TEXTE FOURNI:
L’honneur : remède ou poison ?
Toutefois, on peut se demander si la morale de l’honneur au service du groupe n’est pas aussi parfois à l’origine des situations extrêmes qu’étudie J.-M. Chaumont. Nul doute que les nazis, par exemple, cultivaient eux aussi un important sens de l’honneur et avaient intégré la priorité du groupe sur l’individu. Mais n’est-ce pas précisément une partie du problème ? Comment expliquer que des populations se soient ainsi laissé entrainer dans la perpétuation de la violence extrême sans cet abandon au groupe, à la nation, à la race ?
Une société beaucoup plus individualiste comme la nôtre se laisserait-elle entrainer de la même manière ? N’y aurait-il pas beaucoup de résistance (éventuellement égoïste, mais potentiellement bénéfique) à partir au front pour défendre la nation ? À ce titre, l’honneur, en ce qu’il réclame un certain abandon de la conscience individuelle aux normes du groupe, apparait autant comme le poison que comme le remède. De sorte que si l’on voulait le réhabiliter aujourd’hui, il faudrait le concevoir différemment.
En particulier, il faudrait voir si et comment il peut s’articuler à une rationalité critique. Un tel honneur « critique » ne recommanderait par exemple le sacrifice de l’individu à une cause que si celle-ci peut être justifiée par des normes morales universalisables et si sa conscience morale lui indique que c’est bien le cas. Même cela, cependant, ne prémunirait pas contre l’idéologie. Tous ceux qui se sacrifient pour une cause, qu’elle soit louable ou condamnable, sont généralement convaincus d’agir pour des raisons morales. Il reste que la promotion d’une certaine morale de l’honneur doit impérativement s’accompagner de la promotion de la rationalité critique, mais aussi de la lutte contre l’ethnocentrisme et la xénophobie, si l’on veut s’assurer qu’elle protège nos âmes plutôt que de les embrigader. Et à ce titre, il y a de bonnes raisons de penser que nous sommes mieux armés que les générations précédentes, même si les efforts à déployer sont encore considérables.
- Chaumont J.-M., Survivre à tout prix ? Essai sur l’honneur, la résistance et le salut de nos âmes, Éditions La Découverte, Paris, 2017, 397 p.
- Dans ce texte, les termes au masculin grammatical sont entendus dans leur sens épicène, sauf lorsqu’ils visent explicitement des hommes.
- Sur la philosophie communautarienne, qui a peu en commun avec ce que les médias appellent le « communautarisme », voir l’excellente anthologie (malheureusement épuisée) de Berten, da Silveira et Pourtois, 1997.

(Données de localisation par point pour chaque instance)
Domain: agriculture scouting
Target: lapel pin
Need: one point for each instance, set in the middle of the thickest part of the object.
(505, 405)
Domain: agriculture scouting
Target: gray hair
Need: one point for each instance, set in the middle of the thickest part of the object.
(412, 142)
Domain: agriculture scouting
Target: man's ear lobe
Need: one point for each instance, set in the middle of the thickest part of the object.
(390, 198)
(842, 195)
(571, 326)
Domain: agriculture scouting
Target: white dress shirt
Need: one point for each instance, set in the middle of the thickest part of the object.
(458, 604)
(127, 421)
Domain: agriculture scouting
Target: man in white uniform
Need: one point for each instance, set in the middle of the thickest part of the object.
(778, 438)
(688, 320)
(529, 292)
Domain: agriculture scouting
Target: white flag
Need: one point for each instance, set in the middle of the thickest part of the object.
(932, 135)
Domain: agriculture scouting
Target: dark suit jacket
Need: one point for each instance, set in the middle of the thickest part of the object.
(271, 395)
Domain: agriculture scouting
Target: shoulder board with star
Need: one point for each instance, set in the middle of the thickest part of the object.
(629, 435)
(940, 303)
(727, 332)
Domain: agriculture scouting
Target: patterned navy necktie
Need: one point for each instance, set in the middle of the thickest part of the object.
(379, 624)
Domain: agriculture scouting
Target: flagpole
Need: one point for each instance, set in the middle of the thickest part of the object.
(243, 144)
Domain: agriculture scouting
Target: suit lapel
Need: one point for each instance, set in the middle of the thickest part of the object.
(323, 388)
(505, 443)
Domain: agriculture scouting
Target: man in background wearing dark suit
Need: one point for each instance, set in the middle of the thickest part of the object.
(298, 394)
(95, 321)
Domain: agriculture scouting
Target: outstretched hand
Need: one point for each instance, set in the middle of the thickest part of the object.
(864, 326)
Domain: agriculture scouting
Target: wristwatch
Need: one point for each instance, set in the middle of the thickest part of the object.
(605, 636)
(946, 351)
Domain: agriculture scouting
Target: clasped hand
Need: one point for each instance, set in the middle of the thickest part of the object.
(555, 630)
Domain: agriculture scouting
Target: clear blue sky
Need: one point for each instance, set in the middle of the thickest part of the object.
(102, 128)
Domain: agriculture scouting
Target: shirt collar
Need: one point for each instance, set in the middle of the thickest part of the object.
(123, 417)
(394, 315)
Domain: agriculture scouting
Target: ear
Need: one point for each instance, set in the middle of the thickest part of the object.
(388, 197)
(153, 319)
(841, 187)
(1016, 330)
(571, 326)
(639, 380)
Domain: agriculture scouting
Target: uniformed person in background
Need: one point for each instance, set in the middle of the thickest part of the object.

CONSIGNE:
Dites ce qui, d'après le texte sur l'honneur, doit impérativement accompagner la promotion d'une certaine morale de l'honneur.

RÉPONSE RÉDIGÉE:
Elle doit s'accompagner de la promotion de la rationalité critique, ainsi que de la lutte contre l'ethnocentrisme et la xénophobie.